**Instructions for the task:** Reproduce the listing below line for line, with no changes.

begin

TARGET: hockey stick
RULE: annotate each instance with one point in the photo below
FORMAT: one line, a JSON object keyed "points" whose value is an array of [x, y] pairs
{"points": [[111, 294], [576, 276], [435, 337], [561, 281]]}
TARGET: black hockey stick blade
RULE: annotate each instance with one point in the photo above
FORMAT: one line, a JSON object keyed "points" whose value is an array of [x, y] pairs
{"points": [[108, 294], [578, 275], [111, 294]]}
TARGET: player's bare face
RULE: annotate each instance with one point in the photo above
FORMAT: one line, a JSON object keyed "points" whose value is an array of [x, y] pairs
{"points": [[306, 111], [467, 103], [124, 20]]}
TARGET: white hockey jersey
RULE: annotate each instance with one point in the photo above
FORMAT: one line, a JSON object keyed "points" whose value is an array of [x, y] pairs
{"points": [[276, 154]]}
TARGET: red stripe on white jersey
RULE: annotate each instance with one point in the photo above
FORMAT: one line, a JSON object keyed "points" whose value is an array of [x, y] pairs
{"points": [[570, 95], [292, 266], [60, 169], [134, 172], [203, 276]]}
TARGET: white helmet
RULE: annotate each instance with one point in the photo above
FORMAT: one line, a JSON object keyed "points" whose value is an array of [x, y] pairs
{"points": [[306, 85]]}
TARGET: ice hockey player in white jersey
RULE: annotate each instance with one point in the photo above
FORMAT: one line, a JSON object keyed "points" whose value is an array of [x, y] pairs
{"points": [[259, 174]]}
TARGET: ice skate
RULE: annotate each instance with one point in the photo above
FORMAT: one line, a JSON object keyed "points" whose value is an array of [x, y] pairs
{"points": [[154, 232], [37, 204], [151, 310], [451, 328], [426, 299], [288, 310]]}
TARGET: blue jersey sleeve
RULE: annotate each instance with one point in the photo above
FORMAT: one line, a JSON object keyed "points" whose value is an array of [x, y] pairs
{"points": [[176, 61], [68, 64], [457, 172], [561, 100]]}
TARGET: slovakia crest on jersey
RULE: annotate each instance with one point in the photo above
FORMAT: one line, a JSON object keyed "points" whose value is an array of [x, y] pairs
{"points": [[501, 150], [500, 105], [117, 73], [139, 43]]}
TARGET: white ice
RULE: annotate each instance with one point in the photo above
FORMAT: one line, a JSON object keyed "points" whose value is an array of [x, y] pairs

end

**Full solution:**
TARGET: hockey stick
RULE: annotate each instance with one point in the photo below
FORMAT: one line, a JSON object keyed "points" whose value is an array of [x, y] pairs
{"points": [[111, 294], [576, 276], [435, 337], [561, 281]]}
TARGET: black hockey stick blade
RULE: annotate each instance with one point in the photo above
FORMAT: one line, a JSON object keyed "points" whose value is an array of [x, y] pairs
{"points": [[108, 294], [578, 275], [111, 294]]}
TARGET: player's bare face
RULE: annotate each instance with one point in the photo above
FORMAT: one line, a JSON object keyed "points" whose value is an array of [x, y] pairs
{"points": [[306, 111], [467, 103], [124, 20]]}
TARGET: white hockey jersey
RULE: annotate each instance with one point in the photo above
FORMAT: one line, a JSON object keyed "points" whose value is an array of [x, y] pairs
{"points": [[276, 154]]}
TARGET: red stripe on white jersey
RULE: annotate each instance with one point in the photo above
FORMAT: one line, a JSON object keyed "points" whose value is an array of [x, y] pairs
{"points": [[570, 95], [292, 266], [60, 169], [134, 172], [203, 276]]}
TARGET: white helmet
RULE: annotate each instance with one point in the photo above
FORMAT: one line, a JSON object keyed "points" whose value is an array of [x, y] pairs
{"points": [[306, 85]]}
TARGET: ice hockey player in white jersey
RULE: annotate each instance with one point in the photo above
FORMAT: one line, a JSON object keyed "points" whose value is an array of [x, y] pairs
{"points": [[259, 174]]}
TARGET: ice skate
RULE: annotate each instance with one point in the photo above
FORMAT: one line, a JSON object keyed "points" whose value is an array of [x, y] pairs
{"points": [[154, 232], [37, 204], [151, 310], [451, 328], [426, 299], [288, 310]]}
TARGET: blue jersey sleeve
RULE: annotate each instance with one point in the photo above
FORMAT: one line, a JSON object keyed "points" whose value is an array of [x, y] pairs
{"points": [[176, 61], [68, 64], [457, 172], [561, 100]]}
TARGET: slovakia crest on jersey
RULE: annotate each instance with one point in the photo above
FORMAT: one line, a JSON object keyed "points" whose value is an array of [x, y] pairs
{"points": [[501, 150], [500, 105], [117, 73], [139, 43]]}
TARGET: white ice
RULE: annotate each instance with one point in the photo above
FORMAT: one line, a JSON object keyed "points" whose value is an array of [x, y] pairs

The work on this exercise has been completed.